**Supplied text:**

For months, I’ve been reporting on the fact that many of the industry groups that opposed past attempts by Washington to overhaul the health care system are onboard with the Democrats this time around. But suddenly, that’s starting to change.
On Thursday, the New York Times reported that the American Medical Association would oppose the creation of a new government-run plan modeled after Medicare, which is supported by President Obama. This is a significant development, even though the group subsequently released a vague statement saying it may support some variations of a government plan.
But this wasn’t the only such example.
On Thursday, representatives from several business groups appeared before the Senate Health, Education, Labor and Pensions (HELP) Committee and delivered strong statements against the idea of a mandate requiring employers to provide health coverage or pay a fine. The groups said the cost of the mandate would have to be recouped somehow, meaning either job losses or lower wages for employees.
Randel Johnson of the U.S. Chamber of Commerce called the idea a “sweeping new burden on businesses” and delivered a blistering criticism of the way Democrats were trying to ram through legislation in a matter of months. He said for all the flak Hillary Clinton received for conducting meetings behind closed doors during the 1993 health care drive, that was “a model of transparency” compared to the current process.

**Required actions:**
1. In the health care reform text, what did Randel Johnson of the U.S. Chamber of Commerce call the employer mandate?
2. Carry on the health care reform text from its last sentence, adding one or two paragraphs in the same reporting voice.
The data after this point is not needed for anything here.

**Stored data:**
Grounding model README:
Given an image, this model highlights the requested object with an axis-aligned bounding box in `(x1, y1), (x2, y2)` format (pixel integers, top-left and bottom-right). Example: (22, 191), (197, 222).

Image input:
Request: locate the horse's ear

**Results by task:**
1. A "sweeping new burden on businesses."

2.
Taken together, this shift could complicate matters for President Obama and Democrats in Congress. For liberals, abandoning a government-run plan and employer mandate would take the teeth out of health care reform, and for some, make it simply not worth doing. The optics of Democratic lawmakers abandoning such ideas to win over industry groups would not go over well among the party’s activist base. At the same time, if Democrats insist on ramming through very liberal legislation without any Republican votes or support of doctors, insurers, and businesses, they won’t have any cover if (or I should say when) their program fails.